:: Passage shown ::

[ASC-media] unsw media relese - the symbiotic bacterial light project: the art of science fiction
dreaming at bigpond.net.au
Thu May 13 16:48:20 EST 2004
UNSW MEDIA RELEASE
the symbiotic bacterial light project: the art of science fiction
13 May 2004
Imagine a future where the light from bacteria is used as an alternative energy source.
This future is realised in a sculptural installation, Luxcorp, opening this weekend at the Canberra Contemporary Arts Space.
It is the first exhibition of the Symbiotic Bacterial Light Project – an arts/science collaboration between visual artist John Nicholson and UNSW microbiologist Kathy Takayama.
Luxcorp transforms the gallery into a corporation of the future, displaying its prototype product line of domestic furniture. Two central objects provide light within the darkened space: the organism generator (‘deep green.1’), a state-of-the-art technology that sustains a continuous culture of bioluminescent bacteria, and a light-emitting chair (jellyfish lounge).
“We formed the project to propose an entirely novel perspective on the natural process of bioluminescence – the beautiful light given off by bacteria that colonise deep-sea angler fish and squid,” says Takayama, senior lecturer in the School of Biotechnology and Biomolecular Sciences.
Nicholson says: “Humans usually attempt to eradicate bacteria from living spaces but here we ask the audience to bathe in a light produced by bacteria and gauge whether or not this is a product that can be developed.”
“It’s very much tongue-in-cheek,” says Takayama, “but the important element for me was to introduce the beauty of microbiology to a different and broader audience.”
What: The Symbiotic Bacterial Light Project presents its first exhibition Luxcorp
When: Exhibition opens on Saturday 15 May and runs until 18 June, 2004
Where: Canberra Contemporary Art Space, Gorman House, ACT
Images available at the website www.fusionmedia.net.au/sblp/index.html
Media contacts: Kathy Takayama, tel. 02 9385 1592 k.takayama at unsw.edu.au
Denise Knight, UNSW Media Office, tel. 02 9385 3192 mob. 0405 207 685
This exhibition is part of arts and science festival, Metis 2004 www.metis.com.au/media_ecard/
Kathy Takayama and John Nicholson have also been invited to speak about their project at a CSIRO Symposium at the National Museum of Australia on Saturday 15 May at 11.25am.

:::
:: Extracted records ::

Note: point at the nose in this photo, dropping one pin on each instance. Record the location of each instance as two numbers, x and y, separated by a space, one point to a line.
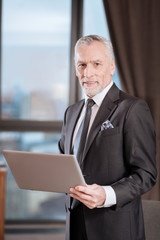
89 71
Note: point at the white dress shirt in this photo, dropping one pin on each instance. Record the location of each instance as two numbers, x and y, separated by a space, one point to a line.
110 193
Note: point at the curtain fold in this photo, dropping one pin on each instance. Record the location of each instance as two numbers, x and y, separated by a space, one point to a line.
135 34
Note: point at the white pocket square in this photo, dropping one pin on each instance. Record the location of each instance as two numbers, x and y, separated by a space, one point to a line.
106 125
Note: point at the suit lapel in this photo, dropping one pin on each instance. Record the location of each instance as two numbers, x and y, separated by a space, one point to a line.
105 111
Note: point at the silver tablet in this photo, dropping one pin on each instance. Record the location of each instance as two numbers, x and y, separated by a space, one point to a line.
44 172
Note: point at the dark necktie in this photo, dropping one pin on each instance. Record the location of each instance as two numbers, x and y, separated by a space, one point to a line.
80 140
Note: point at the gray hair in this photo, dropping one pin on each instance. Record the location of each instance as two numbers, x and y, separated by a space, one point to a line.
87 40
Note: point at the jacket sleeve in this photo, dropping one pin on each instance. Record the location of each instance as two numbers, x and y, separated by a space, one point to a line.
139 154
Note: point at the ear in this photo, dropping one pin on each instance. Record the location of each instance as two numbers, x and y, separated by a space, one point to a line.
112 67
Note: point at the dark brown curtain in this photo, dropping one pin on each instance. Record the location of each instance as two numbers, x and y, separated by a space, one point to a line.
134 27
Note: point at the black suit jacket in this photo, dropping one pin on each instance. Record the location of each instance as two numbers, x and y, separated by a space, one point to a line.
122 157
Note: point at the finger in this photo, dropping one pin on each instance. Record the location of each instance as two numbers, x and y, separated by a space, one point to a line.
89 204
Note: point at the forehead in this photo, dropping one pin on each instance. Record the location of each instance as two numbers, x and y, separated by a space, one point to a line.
94 51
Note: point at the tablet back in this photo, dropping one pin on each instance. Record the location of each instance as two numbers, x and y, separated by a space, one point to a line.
44 172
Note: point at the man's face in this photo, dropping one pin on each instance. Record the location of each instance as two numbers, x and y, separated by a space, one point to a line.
94 68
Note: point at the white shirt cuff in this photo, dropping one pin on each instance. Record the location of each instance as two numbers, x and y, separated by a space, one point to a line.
110 197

:::

▶ _Explore the material_
#1 List every telephone number given in the Luxcorp media release.
#2 Extract the part of the Luxcorp media release starting at "[ASC-media] unsw media" and ending at "alternative energy source.", copying it word for word.

▶ _Results in order_
#1
02 9385 1592
02 9385 3192
0405 207 685

#2
[ASC-media] unsw media relese - the symbiotic bacterial light project: the art of science fiction
dreaming at bigpond.net.au
Thu May 13 16:48:20 EST 2004
UNSW MEDIA RELEASE
the symbiotic bacterial light project: the art of science fiction
13 May 2004
Imagine a future where the light from bacteria is used as an alternative energy source.